- _Task instructions_:
Every record here needs to be retyped exactly.

- _Material provided_:
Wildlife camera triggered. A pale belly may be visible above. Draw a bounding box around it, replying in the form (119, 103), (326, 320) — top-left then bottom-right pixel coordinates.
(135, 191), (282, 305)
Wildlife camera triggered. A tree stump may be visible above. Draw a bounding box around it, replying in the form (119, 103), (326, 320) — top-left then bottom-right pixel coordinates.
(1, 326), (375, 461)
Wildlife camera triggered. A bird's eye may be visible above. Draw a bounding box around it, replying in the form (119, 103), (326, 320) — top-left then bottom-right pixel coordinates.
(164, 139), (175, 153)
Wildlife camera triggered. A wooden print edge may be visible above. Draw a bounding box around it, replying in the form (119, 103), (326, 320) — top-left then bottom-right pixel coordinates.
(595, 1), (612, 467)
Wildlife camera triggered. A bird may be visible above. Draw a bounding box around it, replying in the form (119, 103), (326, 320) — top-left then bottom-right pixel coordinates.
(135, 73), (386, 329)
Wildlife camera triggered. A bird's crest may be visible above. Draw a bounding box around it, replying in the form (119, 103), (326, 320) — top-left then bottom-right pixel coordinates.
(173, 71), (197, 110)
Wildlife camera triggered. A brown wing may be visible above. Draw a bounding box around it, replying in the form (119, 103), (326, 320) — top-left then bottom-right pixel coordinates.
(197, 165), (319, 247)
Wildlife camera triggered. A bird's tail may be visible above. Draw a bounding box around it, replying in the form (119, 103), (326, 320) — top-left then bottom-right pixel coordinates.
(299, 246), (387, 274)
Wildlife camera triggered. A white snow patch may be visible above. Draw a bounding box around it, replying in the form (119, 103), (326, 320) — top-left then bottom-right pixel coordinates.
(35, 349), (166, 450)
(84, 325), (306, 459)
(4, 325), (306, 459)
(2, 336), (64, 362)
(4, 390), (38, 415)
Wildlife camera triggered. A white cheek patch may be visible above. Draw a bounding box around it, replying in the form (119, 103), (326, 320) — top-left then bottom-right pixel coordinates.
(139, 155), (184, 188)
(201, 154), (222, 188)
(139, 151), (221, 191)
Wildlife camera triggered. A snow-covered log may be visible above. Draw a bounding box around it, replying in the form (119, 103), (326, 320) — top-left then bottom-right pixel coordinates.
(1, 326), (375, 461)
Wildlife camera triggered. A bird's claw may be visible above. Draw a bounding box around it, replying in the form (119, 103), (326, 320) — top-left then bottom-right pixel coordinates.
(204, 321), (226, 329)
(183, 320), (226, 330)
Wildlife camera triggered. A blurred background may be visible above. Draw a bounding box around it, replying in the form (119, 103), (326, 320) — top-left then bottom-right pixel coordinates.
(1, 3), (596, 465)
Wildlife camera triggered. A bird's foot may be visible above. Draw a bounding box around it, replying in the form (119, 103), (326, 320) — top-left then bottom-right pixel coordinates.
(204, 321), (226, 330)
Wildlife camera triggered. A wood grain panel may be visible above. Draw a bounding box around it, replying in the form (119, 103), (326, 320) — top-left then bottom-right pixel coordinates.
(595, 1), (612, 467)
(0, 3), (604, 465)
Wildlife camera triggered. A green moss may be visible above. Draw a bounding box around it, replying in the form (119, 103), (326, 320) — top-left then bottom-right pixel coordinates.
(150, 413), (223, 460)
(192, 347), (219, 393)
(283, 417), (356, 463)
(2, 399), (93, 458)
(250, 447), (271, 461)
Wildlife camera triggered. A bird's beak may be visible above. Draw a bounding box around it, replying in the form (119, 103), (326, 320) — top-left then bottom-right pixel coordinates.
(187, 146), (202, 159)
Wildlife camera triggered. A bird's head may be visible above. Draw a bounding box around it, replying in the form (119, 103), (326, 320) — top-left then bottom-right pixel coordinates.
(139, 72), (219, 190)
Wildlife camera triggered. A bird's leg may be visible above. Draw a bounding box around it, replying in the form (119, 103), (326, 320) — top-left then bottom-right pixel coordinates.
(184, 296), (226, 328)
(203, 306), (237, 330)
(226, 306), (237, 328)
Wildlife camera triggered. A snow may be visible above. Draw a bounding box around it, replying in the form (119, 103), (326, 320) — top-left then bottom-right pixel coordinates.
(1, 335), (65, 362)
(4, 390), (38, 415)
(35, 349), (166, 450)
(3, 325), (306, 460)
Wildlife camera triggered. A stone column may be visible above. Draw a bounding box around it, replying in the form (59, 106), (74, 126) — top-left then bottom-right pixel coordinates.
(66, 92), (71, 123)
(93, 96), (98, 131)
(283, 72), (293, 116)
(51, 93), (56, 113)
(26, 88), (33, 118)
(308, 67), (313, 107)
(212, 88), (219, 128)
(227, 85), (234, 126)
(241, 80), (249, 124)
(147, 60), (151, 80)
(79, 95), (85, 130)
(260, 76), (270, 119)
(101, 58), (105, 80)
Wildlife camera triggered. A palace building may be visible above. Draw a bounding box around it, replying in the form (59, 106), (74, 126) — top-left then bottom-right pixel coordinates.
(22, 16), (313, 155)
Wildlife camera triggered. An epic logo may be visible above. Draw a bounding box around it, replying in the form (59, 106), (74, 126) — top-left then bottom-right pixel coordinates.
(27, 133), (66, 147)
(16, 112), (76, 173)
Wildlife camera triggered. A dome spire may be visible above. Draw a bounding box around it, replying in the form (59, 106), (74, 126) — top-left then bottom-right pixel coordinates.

- _Result of this task_:
Wildlife camera triggered. A pale belly may be visible above. Draw a bounding box around it, replying in the form (119, 103), (326, 320) — top-left then bottom-right pixel coordinates.
(135, 191), (282, 305)
Wildlife camera triggered. A tree stump may be visible above. Draw a bounding box around it, replying in the form (119, 103), (326, 320) — top-left then bottom-right pixel coordinates.
(1, 326), (375, 461)
Wildlife camera triggered. A bird's eye may be visible above. Draw a bounding box around it, replying in the form (119, 103), (326, 320) — top-left then bottom-right pixel coordinates.
(164, 139), (175, 153)
Wildlife camera triggered. A wooden print edge may be visible above. Draw a bounding box around it, replying in the form (119, 103), (326, 320) — top-left then bottom-right pixel coordinates.
(595, 1), (612, 467)
Wildlife camera triggered. A bird may be visible above. Draw a bounding box around it, replying in the form (119, 103), (326, 320) — top-left then bottom-right pixel coordinates.
(135, 73), (386, 329)
Wildlife camera triggered. A bird's crest may be visible above. Draw a bounding box around it, replying in the form (119, 103), (326, 320) — top-left then bottom-right pixel coordinates.
(173, 71), (197, 110)
Wildlife camera triggered. A brown wing may be visible above. Draw a bounding box around it, replying in the form (119, 103), (326, 320) — top-left then bottom-right pixel coordinates.
(197, 165), (319, 247)
Wildlife camera triggered. A bird's tail may be visible above. Draw a bounding box around it, replying in the form (119, 103), (326, 320) — top-left then bottom-right pixel coordinates.
(299, 246), (387, 274)
Wildlife camera triggered. A white snow patch may be visible above. Draw a bounding box around it, replying in the form (119, 103), (326, 320) — top-left then bottom-right pixel coordinates.
(35, 349), (166, 450)
(84, 325), (306, 459)
(4, 325), (306, 459)
(2, 336), (64, 362)
(4, 390), (38, 415)
Wildlife camera triggered. A white cheek patch may be visible above. Draw a bounding box around it, replying in the form (119, 103), (326, 320) — top-left then bottom-right pixel coordinates.
(139, 155), (184, 188)
(201, 154), (222, 188)
(139, 151), (221, 191)
Wildlife camera triggered. A snow-covered log may be visible above. Draw a bounding box around it, replying in the form (119, 103), (326, 320) — top-left then bottom-right pixel coordinates.
(1, 326), (375, 461)
Wildlife camera triggered. A bird's claw may be visible above. Draw a bounding box around it, replying in the form (119, 103), (326, 320) — top-left then bottom-right pixel coordinates.
(204, 321), (226, 329)
(183, 320), (226, 330)
Wildlife camera triggered. A blurred background may be visible above. Draw a bounding box around it, replying in the form (119, 103), (326, 320) — top-left then bottom-right pixel coordinates.
(1, 3), (596, 465)
Wildlife camera triggered. A bird's foot may be visible above. Draw a bounding box around it, replying in the form (119, 103), (326, 320) — top-left then bottom-right pixel coordinates.
(204, 321), (226, 330)
Wildlife camera triggered. A wood grain panel may be visible above. Draw a bounding box around it, replying in the form (119, 103), (326, 320) — top-left then bottom-right pixel coordinates.
(595, 1), (612, 467)
(0, 3), (604, 465)
Wildlife camera triggered. A green moss may be visible above. Draw a bounding box around it, replying in the form (119, 103), (326, 320) — top-left then bottom-right pixel coordinates.
(150, 413), (223, 460)
(192, 347), (219, 393)
(283, 417), (356, 463)
(2, 399), (93, 458)
(250, 447), (271, 461)
Wildlife camera triggered. A bird's beak may be visible above. Draw a bounding box around it, replying in the form (119, 103), (326, 320) — top-left then bottom-right pixel coordinates.
(187, 146), (202, 159)
Wildlife camera triggered. A bird's head may be visible above. Draw a bounding box around it, replying in the form (119, 103), (326, 320) — top-left then bottom-right pixel coordinates.
(139, 72), (219, 190)
Wildlife camera triggered. A bird's leg may be visible above. Draw a bounding box around it, replying in the form (119, 103), (326, 320) — top-left then bottom-right pixel coordinates.
(184, 296), (226, 328)
(203, 306), (237, 330)
(226, 306), (237, 328)
Wildlife camera triggered. A snow may be visible above. Draw a bounding box around it, replying in the form (119, 103), (326, 320) — top-left then bottom-right pixel coordinates.
(1, 335), (65, 362)
(4, 390), (38, 415)
(35, 349), (166, 450)
(3, 325), (306, 460)
Wildlife camera triggered. A stone column may be visible above. Draw a bounding box around it, replying in the form (59, 106), (74, 126) — top-left then bottom-right pixel coordinates.
(66, 92), (71, 123)
(93, 96), (98, 131)
(283, 72), (293, 116)
(51, 93), (56, 113)
(26, 88), (33, 118)
(308, 67), (313, 107)
(212, 88), (219, 128)
(227, 85), (234, 126)
(241, 80), (249, 124)
(147, 60), (151, 80)
(79, 95), (85, 130)
(260, 76), (270, 119)
(101, 58), (105, 80)
Wildlife camera triggered. A palace building may be visible above. Draw a bounding box around it, replying in the form (59, 106), (74, 126) — top-left then bottom-right pixel coordinates.
(22, 16), (313, 155)
Wildlife camera triggered. An epic logo may be visible above. Draw a bounding box around it, replying in the form (59, 106), (74, 126) — top-left then bottom-right pixel coordinates.
(27, 133), (66, 147)
(16, 112), (76, 173)
Wildlife camera triggered. A dome spire may be visible above. Draw a bounding box around it, replying in the form (59, 106), (74, 126) — top-left then bottom-right pixel coordinates.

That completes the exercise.